## REQUIREMENT
Please format the items below as a Markdown table with the columns Row and Item line, giving each line its own numbered row and skipping blank lines. Leave the pictures out.

— begin STORED DATA —

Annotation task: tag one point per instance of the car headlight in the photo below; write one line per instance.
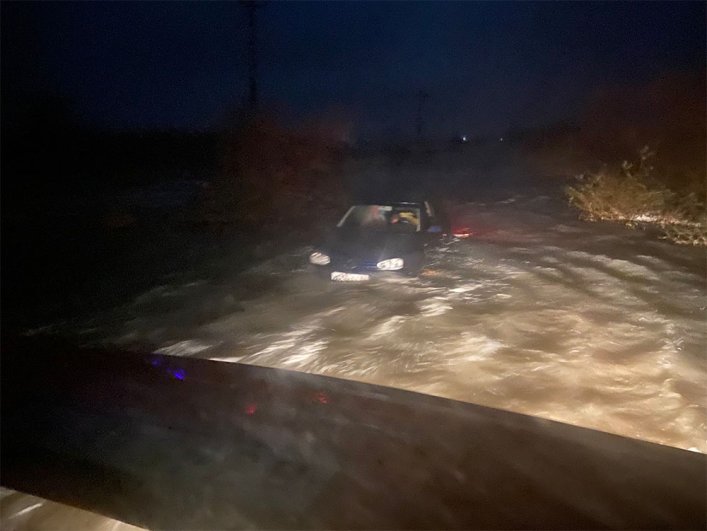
(392, 264)
(318, 258)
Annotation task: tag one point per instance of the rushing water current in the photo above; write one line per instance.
(590, 324)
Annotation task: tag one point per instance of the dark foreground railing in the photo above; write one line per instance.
(179, 443)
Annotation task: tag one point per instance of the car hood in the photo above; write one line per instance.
(371, 245)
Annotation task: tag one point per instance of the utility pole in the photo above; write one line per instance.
(422, 97)
(251, 7)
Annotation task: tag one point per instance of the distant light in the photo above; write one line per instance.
(179, 374)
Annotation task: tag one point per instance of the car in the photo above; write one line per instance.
(374, 239)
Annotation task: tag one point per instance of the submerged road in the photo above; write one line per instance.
(586, 323)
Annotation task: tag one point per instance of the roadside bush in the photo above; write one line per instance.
(631, 195)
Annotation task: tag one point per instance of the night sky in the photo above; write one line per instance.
(487, 66)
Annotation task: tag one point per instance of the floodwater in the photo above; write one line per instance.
(590, 324)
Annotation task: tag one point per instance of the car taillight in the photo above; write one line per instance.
(461, 232)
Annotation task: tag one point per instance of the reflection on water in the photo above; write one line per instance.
(589, 324)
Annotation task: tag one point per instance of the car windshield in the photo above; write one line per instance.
(391, 218)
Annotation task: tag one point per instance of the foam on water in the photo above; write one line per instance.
(589, 324)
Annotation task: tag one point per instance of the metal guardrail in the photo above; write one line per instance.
(178, 443)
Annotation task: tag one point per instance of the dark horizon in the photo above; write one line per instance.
(488, 67)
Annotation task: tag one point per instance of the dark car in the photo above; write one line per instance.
(378, 238)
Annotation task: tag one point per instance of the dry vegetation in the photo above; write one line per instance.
(628, 193)
(665, 187)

— end STORED DATA —

## TASK RESPONSE
| Row | Item line |
|---|---|
| 1 | Annotation task: tag one point per instance of the car headlight in the photo below; write one line per instance. |
| 2 | (392, 264) |
| 3 | (318, 258) |
| 4 | Annotation task: tag one point per instance of the rushing water current in the photo above; write one line per instance. |
| 5 | (590, 324) |
| 6 | Annotation task: tag one point per instance of the dark foreground railing in the photo above; write one line per instance. |
| 7 | (179, 443) |
| 8 | Annotation task: tag one point per instance of the car hood in the photo above; write one line per instance. |
| 9 | (371, 245) |
| 10 | Annotation task: tag one point per instance of the utility pole in the photo above; write one line per instance. |
| 11 | (422, 97) |
| 12 | (251, 7) |
| 13 | Annotation task: tag one point per instance of the distant light in the photo above; write one line per instance. |
| 14 | (179, 374) |
| 15 | Annotation task: tag one point per instance of the car in the photo above; write one line per instance. |
| 16 | (374, 239) |
| 17 | Annotation task: tag one point per instance of the submerged road in the photo above; write one line per instance. |
| 18 | (586, 323) |
| 19 | Annotation task: tag one point per instance of the roadside bush in the photo above; write one line per instance. |
| 20 | (631, 195) |
| 21 | Annotation task: tag one point per instance of the night sky in the photo above; write one line per instance. |
| 22 | (487, 66) |
| 23 | Annotation task: tag one point per instance of the floodwater in the photo above; write one line per instance. |
| 24 | (590, 324) |
| 25 | Annotation task: tag one point per instance of the car taillight in the photo above; write one line per instance. |
| 26 | (461, 232) |
| 27 | Annotation task: tag one point per instance of the reflection on water in the photo above; write one line per instance. |
| 28 | (589, 324) |
| 29 | Annotation task: tag one point per instance of the car windshield in the photo above; write one line per instance. |
| 30 | (391, 218) |
| 31 | Annotation task: tag one point per instance of the foam on water in the photo above; write one line per instance. |
| 32 | (589, 324) |
| 33 | Annotation task: tag one point per instance of the metal guardrail in the photo above; write one line per instance. |
| 34 | (178, 443) |
| 35 | Annotation task: tag one point per instance of the dark horizon in the photo above; write one line per instance. |
| 36 | (488, 67) |
| 37 | Annotation task: tag one point per instance of the dark car in the photo above; write one line per instance. |
| 38 | (378, 238) |
| 39 | Annotation task: tag one point per instance of the dry vegetation in the photo above; write one line per instance. |
| 40 | (628, 193) |
| 41 | (665, 187) |